== Records provided
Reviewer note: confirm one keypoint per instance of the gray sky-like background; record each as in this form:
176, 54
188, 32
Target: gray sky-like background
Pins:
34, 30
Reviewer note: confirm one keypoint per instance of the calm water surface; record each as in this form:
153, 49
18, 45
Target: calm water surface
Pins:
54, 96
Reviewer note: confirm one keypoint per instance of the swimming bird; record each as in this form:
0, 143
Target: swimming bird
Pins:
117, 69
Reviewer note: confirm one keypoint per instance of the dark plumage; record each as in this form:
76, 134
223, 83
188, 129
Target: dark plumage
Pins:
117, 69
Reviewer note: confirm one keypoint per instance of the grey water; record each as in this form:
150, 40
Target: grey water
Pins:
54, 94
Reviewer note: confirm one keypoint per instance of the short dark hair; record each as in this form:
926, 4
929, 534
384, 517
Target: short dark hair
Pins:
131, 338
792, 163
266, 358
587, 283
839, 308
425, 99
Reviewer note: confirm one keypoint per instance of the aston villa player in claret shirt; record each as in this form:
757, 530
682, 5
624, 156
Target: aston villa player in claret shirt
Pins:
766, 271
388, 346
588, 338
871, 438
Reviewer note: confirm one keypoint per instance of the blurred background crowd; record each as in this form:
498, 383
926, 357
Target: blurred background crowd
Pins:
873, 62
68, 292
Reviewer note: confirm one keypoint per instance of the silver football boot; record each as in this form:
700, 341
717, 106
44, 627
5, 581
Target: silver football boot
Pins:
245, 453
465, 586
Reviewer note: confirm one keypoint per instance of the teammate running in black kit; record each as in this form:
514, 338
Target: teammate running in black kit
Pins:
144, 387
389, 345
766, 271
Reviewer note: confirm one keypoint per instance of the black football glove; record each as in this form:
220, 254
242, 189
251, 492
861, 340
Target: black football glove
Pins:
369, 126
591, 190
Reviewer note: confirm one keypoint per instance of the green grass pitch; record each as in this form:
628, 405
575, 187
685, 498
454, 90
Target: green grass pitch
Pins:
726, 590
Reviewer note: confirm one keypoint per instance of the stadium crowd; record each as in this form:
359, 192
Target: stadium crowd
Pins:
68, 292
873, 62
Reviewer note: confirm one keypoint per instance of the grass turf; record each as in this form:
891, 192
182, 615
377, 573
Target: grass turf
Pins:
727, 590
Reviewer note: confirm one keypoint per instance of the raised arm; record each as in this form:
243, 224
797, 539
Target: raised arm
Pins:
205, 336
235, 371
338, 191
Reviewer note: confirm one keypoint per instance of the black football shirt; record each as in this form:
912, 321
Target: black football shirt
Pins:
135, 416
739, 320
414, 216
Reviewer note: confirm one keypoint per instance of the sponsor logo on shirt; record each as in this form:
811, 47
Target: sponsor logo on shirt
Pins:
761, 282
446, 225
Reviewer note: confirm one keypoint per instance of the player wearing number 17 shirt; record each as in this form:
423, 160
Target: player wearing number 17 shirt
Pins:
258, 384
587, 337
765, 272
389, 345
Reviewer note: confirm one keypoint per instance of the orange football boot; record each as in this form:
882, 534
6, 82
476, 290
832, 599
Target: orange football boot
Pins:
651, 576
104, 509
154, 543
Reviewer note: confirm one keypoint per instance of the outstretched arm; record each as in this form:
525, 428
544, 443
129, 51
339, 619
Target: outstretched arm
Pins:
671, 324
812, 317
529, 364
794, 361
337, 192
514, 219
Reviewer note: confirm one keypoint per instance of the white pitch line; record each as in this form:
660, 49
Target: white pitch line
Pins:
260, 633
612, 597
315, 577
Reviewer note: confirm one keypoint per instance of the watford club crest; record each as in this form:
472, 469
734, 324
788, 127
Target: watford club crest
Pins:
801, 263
====
What you need to do =>
Render every line of the entries above as a Markdown table with the columns Row and Line, numbering the rows in order and skipping blank lines.

Output =>
| Row | Line |
|---|---|
| 1 | Reviewer note: confirm one keypoint per instance of the gray sky-like background; record each as in this form: |
| 2 | 176, 54 |
| 3 | 188, 32 |
| 4 | Target: gray sky-like background |
| 5 | Pins: |
| 6 | 34, 30 |
| 7 | Reviewer note: confirm one keypoint per instance of the calm water surface; record each as in this form: |
| 8 | 153, 49 |
| 9 | 18, 45 |
| 10 | Target: calm water surface |
| 11 | Pins: |
| 12 | 54, 96 |
| 13 | Reviewer note: confirm one keypoint per instance of the swimming bird; record each as in this form: |
| 14 | 0, 143 |
| 15 | Target: swimming bird |
| 16 | Pins: |
| 17 | 117, 69 |
| 18 | Reviewer note: confirm one keypoint per instance of the dark plumage; record each as in this form: |
| 19 | 76, 134 |
| 20 | 223, 83 |
| 21 | 188, 129 |
| 22 | Target: dark plumage |
| 23 | Pins: |
| 24 | 117, 69 |
| 25 | Reviewer note: confirm one keypoint per instance of the grey water; record each as in this form: |
| 26 | 150, 40 |
| 27 | Target: grey water |
| 28 | Pins: |
| 29 | 54, 94 |
| 30 | Reviewer note: confirm one keypoint per instance of the short dark hair; record each as in this form: |
| 31 | 926, 4 |
| 32 | 929, 534 |
| 33 | 384, 517 |
| 34 | Target: short dark hair |
| 35 | Pins: |
| 36 | 131, 338 |
| 37 | 792, 163 |
| 38 | 266, 358 |
| 39 | 587, 283 |
| 40 | 839, 308 |
| 41 | 425, 99 |
| 42 | Reviewer note: confirm one keypoint per instance of the aston villa player in claret shirt; record each as in this form: |
| 43 | 757, 530 |
| 44 | 682, 5 |
| 45 | 624, 156 |
| 46 | Target: aston villa player in claret shirt |
| 47 | Pins: |
| 48 | 766, 271 |
| 49 | 388, 346 |
| 50 | 588, 338 |
| 51 | 871, 438 |
| 52 | Reviewer note: confirm one keypoint per instance of the blurred background crowd; record each as in this form: |
| 53 | 498, 383 |
| 54 | 926, 357 |
| 55 | Target: blurred background crowd |
| 56 | Pins: |
| 57 | 873, 62 |
| 58 | 68, 292 |
| 59 | Reviewer note: confirm one keypoint per instance of the silver football boot; record each as in this form: |
| 60 | 700, 341 |
| 61 | 717, 106 |
| 62 | 44, 627 |
| 63 | 5, 581 |
| 64 | Target: silver football boot |
| 65 | Pins: |
| 66 | 245, 453 |
| 67 | 465, 586 |
| 68 | Reviewer note: confirm one keypoint per instance of the teammate running in black kit; record each as in this form: |
| 69 | 514, 338 |
| 70 | Target: teammate running in black kit |
| 71 | Pins: |
| 72 | 144, 387 |
| 73 | 389, 345 |
| 74 | 766, 271 |
| 75 | Reviewer note: confirm one keypoint per instance of the black football glove; record each as in this form: |
| 76 | 220, 254 |
| 77 | 242, 189 |
| 78 | 251, 492 |
| 79 | 861, 340 |
| 80 | Target: black football glove |
| 81 | Pins: |
| 82 | 369, 126 |
| 83 | 591, 190 |
| 84 | Reviewer note: confirm one keypoint per instance of the green grass pitch; record each as in this form: |
| 85 | 628, 405 |
| 86 | 575, 187 |
| 87 | 685, 498 |
| 88 | 454, 90 |
| 89 | Target: green grass pitch |
| 90 | Pins: |
| 91 | 726, 590 |
| 92 | Reviewer note: confirm one keypoint per instance of the stadium crowd; record each as in this form: |
| 93 | 359, 192 |
| 94 | Target: stadium crowd |
| 95 | Pins: |
| 96 | 68, 292 |
| 97 | 873, 62 |
| 98 | Reviewer note: confirm one keypoint per instance of the grass turf; record each as in this form: |
| 99 | 891, 192 |
| 100 | 182, 615 |
| 101 | 377, 573 |
| 102 | Target: grass turf |
| 103 | Pins: |
| 104 | 727, 590 |
| 105 | Reviewer note: confirm one keypoint per instance of the raised arm; record each as in this form: |
| 106 | 243, 224 |
| 107 | 797, 539 |
| 108 | Target: raised arm |
| 109 | Pins: |
| 110 | 205, 336 |
| 111 | 235, 371 |
| 112 | 338, 191 |
| 113 | Reviewer note: confirm one keypoint per instance of the black football shirt; record each as in this form: |
| 114 | 912, 321 |
| 115 | Target: black football shirt |
| 116 | Pins: |
| 117 | 135, 416 |
| 118 | 739, 320 |
| 119 | 414, 216 |
| 120 | Reviewer note: confirm one keypoint per instance of the sponsor logo on shirt; record each as in this form: |
| 121 | 811, 47 |
| 122 | Target: sponsor logo on shirt |
| 123 | Pins: |
| 124 | 761, 282 |
| 125 | 446, 225 |
| 126 | Reviewer note: confirm one keypoint per instance of the player wearing number 17 shirt; record each as in this form: |
| 127 | 423, 160 |
| 128 | Target: player wearing number 17 shirt |
| 129 | Pins: |
| 130 | 258, 384 |
| 131 | 587, 337 |
| 132 | 765, 272 |
| 133 | 389, 345 |
| 134 | Reviewer note: confirm one keypoint per instance of the orange football boot; record each as in this form: |
| 135 | 882, 534 |
| 136 | 6, 82 |
| 137 | 476, 290 |
| 138 | 832, 599 |
| 139 | Target: orange football boot |
| 140 | Pins: |
| 141 | 651, 576 |
| 142 | 104, 509 |
| 143 | 154, 543 |
| 144 | Reviewer note: confirm one keypoint per instance of the outstretched arm; record each as in this form: |
| 145 | 525, 428 |
| 146 | 544, 443 |
| 147 | 129, 51 |
| 148 | 339, 619 |
| 149 | Target: outstretched arm |
| 150 | Pins: |
| 151 | 671, 324 |
| 152 | 812, 317 |
| 153 | 529, 364 |
| 154 | 794, 361 |
| 155 | 337, 192 |
| 156 | 514, 219 |
| 157 | Reviewer note: confirm one keypoint per instance of the white pitch line; record each as in this form: |
| 158 | 660, 49 |
| 159 | Target: white pitch line |
| 160 | Pins: |
| 161 | 260, 633 |
| 162 | 612, 597 |
| 163 | 315, 577 |
| 164 | Reviewer note: confirm one keypoint per instance of the watford club crest; record each as in this form: |
| 165 | 472, 469 |
| 166 | 734, 324 |
| 167 | 788, 127 |
| 168 | Target: watford club crest |
| 169 | Pins: |
| 170 | 801, 263 |